** Directive a **
Could you repeat, word for word, the part of the "Versus..." tactics thread that opens with the words containing "If you just" and closes with "thread for 8th."?

**** Text block

# Sticky  Versus... *requests*



## Tim/Steve

If you have a problem,
if no one else can help,
and if you can find them, 
maybe you can ask... well, pretty much everyone 

Powerful Characters
Special Characters
Deathstar Units
Magical Items
Devastating Combinations
Spells of all types

If you just can't think of the tactics to counter something then post them here and I'll make a "Versus... whatever" thread to join the collection that we already have. Gradually we will build up a whole range of tactical threads covering any and all aspects that people find difficult to deal with.

We have a lot of old 7th edition "Versus..." threads, but not many for 8th edition. By all means search for the older ones, but if you want to create new discussions please ask for a new thread for 8th.

So far for 8th ed:
Versus... Teclis
Versus... Cannons/Stone Throwers/Warmachines
Versus... Slaan
Versus... Skaven Slave Spam
Versus... White Lions
Versus... TK chariots
Versus... Hordes
Versus... Monsters
Versus... Gunlines
Versus... Ogre Gunlines

For 7th ed:
Versus... Daemons of Chaos
Versus... Phoenix Guard
Versus... Dragons (and other Monstrous Flying Creatures)
Versus... Archaon
Versus... Kholek Suneater
Versus... Steam Tanks
Versus... Dwarves
Versus... Vampire Counts
Versus... Gun Line Armies
Versus... Warriors of Chaos
Versus... Ogre Kingdoms
Versus... Grimgor Ironhide
Versus... Dryads


----------



## blackspine

Versus: Slaan's /Lizardmen.


----------



## experiment 626

Versus: Skaven 'SAD' Slave-spam


----------



## coke123

Flying Power Scroll Mages.


----------



## Tim/Steve

blackspine said:


> Versus: Slaan's /Lizardmen.


Versus... Slaan



experiment 626 said:


> Versus: Skaven 'SAD' Slave-spam


Versus... Skaven Slave Spam



coke123 said:


> Flying Power Scroll Mages.


Afraid I'm not going to start a thread for power scrolls of any sort... there aren't any 'tactics' you can use against this combo since turn 1 it'll be on you and letting rip.
A few things you can do in army build though- a few banners give some/full protection (HE banner of the world dragon, ogre rune maw), you can try to use magic resistance but it won't help against the worst spells. Only other things you can try is to play with the opponents magic pool, stealing dice before they can be used to smash through magic with the power scroll... 
If you can't do any of that there is nothing to do but sigh and take it- there is a good reason that most tournaments ban the power scroll.


----------



## coke123

Tim/Steve said:


> Afraid I'm not going to start a thread for power scrolls of any sort... there aren't any 'tactics' you can use against this combo since turn 1 it'll be on you and letting rip.
> A few things you can do in army build though- a few banners give some/full protection (HE banner of the world dragon, ogre rune maw), you can try to use magic resistance but it won't help against the worst spells. Only other things you can try is to play with the opponents magic pool, stealing dice before they can be used to smash through magic with the power scroll...
> If you can't do any of that there is nothing to do but sigh and take it- there is a good reason that most tournaments ban the power scroll.

********

** Directive b **
How many lines in the records below contain the word "building"? Give only the number.

**** Provided data

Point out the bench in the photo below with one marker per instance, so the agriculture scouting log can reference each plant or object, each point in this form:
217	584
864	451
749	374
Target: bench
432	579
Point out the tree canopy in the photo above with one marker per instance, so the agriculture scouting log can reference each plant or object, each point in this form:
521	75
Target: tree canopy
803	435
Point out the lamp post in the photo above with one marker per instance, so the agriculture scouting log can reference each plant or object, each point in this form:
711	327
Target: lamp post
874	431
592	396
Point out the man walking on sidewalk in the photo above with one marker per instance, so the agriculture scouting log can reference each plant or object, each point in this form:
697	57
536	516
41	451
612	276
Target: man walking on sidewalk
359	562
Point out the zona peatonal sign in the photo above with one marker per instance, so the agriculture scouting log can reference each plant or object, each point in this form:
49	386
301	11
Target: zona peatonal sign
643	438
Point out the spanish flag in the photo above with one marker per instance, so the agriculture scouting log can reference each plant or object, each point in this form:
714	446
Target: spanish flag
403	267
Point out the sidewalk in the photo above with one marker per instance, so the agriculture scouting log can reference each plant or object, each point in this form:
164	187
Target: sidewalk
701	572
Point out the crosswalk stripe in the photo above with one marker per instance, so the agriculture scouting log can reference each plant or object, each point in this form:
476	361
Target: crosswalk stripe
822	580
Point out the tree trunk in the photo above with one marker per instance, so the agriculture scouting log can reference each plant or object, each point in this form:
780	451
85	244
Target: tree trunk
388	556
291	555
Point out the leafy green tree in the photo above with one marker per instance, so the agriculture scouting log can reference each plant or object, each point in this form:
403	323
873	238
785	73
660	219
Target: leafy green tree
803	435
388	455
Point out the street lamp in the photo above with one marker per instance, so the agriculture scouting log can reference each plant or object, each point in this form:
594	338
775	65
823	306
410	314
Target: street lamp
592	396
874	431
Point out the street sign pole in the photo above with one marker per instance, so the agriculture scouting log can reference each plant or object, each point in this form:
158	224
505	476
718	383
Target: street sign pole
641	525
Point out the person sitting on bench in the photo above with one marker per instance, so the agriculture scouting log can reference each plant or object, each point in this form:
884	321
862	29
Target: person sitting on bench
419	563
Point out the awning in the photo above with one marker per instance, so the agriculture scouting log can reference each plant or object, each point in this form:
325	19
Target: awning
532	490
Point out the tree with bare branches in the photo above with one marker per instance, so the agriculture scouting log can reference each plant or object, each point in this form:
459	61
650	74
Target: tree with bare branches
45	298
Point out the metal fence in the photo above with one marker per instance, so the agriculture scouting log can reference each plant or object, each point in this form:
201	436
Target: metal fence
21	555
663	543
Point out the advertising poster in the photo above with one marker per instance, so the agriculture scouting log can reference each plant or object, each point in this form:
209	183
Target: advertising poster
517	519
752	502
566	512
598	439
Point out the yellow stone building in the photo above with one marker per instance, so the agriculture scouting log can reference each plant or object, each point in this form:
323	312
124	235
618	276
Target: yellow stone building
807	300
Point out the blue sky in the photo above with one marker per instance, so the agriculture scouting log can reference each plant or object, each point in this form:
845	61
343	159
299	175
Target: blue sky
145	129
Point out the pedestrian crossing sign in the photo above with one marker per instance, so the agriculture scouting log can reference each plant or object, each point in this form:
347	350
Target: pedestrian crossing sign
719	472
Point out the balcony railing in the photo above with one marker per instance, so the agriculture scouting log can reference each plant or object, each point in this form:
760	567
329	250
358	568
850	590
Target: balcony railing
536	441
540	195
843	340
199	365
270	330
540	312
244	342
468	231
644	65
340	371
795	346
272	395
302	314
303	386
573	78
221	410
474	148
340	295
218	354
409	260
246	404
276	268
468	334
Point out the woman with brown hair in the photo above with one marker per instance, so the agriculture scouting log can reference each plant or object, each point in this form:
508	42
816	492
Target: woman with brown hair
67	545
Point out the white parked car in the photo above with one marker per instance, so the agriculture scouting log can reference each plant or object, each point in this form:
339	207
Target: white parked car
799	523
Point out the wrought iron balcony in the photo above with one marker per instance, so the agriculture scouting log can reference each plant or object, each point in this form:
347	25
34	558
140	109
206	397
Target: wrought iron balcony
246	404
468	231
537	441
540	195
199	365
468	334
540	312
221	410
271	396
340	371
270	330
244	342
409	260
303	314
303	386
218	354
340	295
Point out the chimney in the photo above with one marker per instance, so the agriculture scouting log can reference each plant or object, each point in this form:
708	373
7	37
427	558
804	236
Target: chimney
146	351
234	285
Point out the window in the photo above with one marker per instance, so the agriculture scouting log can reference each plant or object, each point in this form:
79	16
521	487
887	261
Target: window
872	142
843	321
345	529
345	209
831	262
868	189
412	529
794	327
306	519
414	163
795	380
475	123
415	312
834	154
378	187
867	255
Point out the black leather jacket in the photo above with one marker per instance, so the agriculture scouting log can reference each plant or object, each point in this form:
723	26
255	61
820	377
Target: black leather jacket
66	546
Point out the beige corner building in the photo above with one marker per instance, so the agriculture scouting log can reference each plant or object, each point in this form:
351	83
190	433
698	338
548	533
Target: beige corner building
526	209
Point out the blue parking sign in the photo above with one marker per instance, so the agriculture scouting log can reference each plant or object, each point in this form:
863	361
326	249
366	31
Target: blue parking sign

********

** Worked answer a **
If you just can't think of the tactics to counter something then post them here and I'll make a "Versus... whatever" thread to join the collection that we already have. Gradually we will build up a whole range of tactical threads covering any and all aspects that people find difficult to deal with.

We have a lot of old 7th edition "Versus..." threads, but not many for 8th edition. By all means search for the older ones, but if you want to create new discussions please ask for a new thread for 8th.

** Worked answer b **
4